■ PROVIDED PASSAGE
***

Council Member Diane Levan agreed. “They were amazed at how everyone had come together on this,” she said. “It’s unfortunate that it took this disaster, but they welcomed us, listened, were very concerned with our priorities and met with us in good faith.”
In addition to the unified front and goodwill felt at the meeting, both Mayor Knorr and Council Member Levan emphasized the specifics of what help Bloomsburg needed from the federal government. In particular this means a new Cost-Benefit analysis performed by the Army Corps of Engineers to determine to what extent, or if, the federal government would provide funding for the floodwall project.
“We know that [money] is tight at the federal level,” said Mayor Knorr. “This doesn’t mean projects aren’t happening, but they need to be prioritized.”
Although Senator Toomey was unable to attend this meeting in person due to commitments on the US Congressional Budgetary Supercommittee, sending instead members of his legislative staff, the Senator has already sent a letter to the Army Corps of Engineers, asking them to complete a new Cost-Benefit analysis for Bloomsburg in light of the recent flooding. The Senator’s letter identified the new analysis as “imperative” and “vitally important.”
The common front presented by community leaders, and their insistence on a specific course of federal action is already seeming to have an effect. Both Mayor Knorr and Council Member Levan expect the Army Corps of Engineers to begin their new analysis by the end of the year, possibly within the month.

***

■ INFORMATION SHOWN
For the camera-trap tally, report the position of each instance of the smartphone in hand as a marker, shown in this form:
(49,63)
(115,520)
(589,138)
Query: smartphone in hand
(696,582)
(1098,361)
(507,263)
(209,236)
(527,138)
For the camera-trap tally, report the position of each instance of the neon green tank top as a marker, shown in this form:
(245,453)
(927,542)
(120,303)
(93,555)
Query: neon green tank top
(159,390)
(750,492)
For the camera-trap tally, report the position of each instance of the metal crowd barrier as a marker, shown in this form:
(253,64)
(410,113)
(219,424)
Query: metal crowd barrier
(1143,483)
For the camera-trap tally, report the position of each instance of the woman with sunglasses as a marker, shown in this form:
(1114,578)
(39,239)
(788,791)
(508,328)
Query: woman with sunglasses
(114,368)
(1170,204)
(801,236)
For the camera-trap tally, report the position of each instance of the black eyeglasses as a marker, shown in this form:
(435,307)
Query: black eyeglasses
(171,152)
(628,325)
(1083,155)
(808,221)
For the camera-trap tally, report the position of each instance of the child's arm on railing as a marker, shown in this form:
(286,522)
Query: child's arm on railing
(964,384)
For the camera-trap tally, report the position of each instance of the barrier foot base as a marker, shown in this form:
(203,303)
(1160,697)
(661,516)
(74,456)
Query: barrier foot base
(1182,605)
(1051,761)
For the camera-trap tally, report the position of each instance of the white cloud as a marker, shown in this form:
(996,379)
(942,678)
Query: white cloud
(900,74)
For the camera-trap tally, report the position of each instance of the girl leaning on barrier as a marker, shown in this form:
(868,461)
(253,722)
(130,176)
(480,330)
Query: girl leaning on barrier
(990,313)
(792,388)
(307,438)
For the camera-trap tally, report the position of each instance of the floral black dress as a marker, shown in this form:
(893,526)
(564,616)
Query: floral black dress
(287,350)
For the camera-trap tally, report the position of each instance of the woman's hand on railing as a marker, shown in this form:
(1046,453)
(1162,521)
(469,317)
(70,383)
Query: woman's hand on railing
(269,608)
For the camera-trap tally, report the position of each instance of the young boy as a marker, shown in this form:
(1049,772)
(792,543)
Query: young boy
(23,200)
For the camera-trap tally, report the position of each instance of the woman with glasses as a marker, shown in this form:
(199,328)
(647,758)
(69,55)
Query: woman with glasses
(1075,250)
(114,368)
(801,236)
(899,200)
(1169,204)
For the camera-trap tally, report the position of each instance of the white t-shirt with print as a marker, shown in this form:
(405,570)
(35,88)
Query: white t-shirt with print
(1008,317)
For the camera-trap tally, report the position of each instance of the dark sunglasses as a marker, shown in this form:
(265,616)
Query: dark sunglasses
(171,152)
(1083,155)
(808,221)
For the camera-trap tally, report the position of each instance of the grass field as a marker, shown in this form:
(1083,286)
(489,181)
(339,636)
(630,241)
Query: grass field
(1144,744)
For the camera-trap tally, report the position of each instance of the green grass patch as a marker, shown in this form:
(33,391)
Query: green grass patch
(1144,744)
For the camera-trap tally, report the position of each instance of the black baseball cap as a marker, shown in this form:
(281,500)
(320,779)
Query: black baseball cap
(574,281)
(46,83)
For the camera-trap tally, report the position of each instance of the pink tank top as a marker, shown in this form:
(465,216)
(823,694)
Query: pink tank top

***

■ GIVEN REQUEST
Copy out the whole text about the Bloomsburg floodwall meeting, word for word. Rely only on the text itself.

■ SOLUTION TO THE EXERCISE
Council Member Diane Levan agreed. “They were amazed at how everyone had come together on this,” she said. “It’s unfortunate that it took this disaster, but they welcomed us, listened, were very concerned with our priorities and met with us in good faith.”
In addition to the unified front and goodwill felt at the meeting, both Mayor Knorr and Council Member Levan emphasized the specifics of what help Bloomsburg needed from the federal government. In particular this means a new Cost-Benefit analysis performed by the Army Corps of Engineers to determine to what extent, or if, the federal government would provide funding for the floodwall project.
“We know that [money] is tight at the federal level,” said Mayor Knorr. “This doesn’t mean projects aren’t happening, but they need to be prioritized.”
Although Senator Toomey was unable to attend this meeting in person due to commitments on the US Congressional Budgetary Supercommittee, sending instead members of his legislative staff, the Senator has already sent a letter to the Army Corps of Engineers, asking them to complete a new Cost-Benefit analysis for Bloomsburg in light of the recent flooding. The Senator’s letter identified the new analysis as “imperative” and “vitally important.”
The common front presented by community leaders, and their insistence on a specific course of federal action is already seeming to have an effect. Both Mayor Knorr and Council Member Levan expect the Army Corps of Engineers to begin their new analysis by the end of the year, possibly within the month.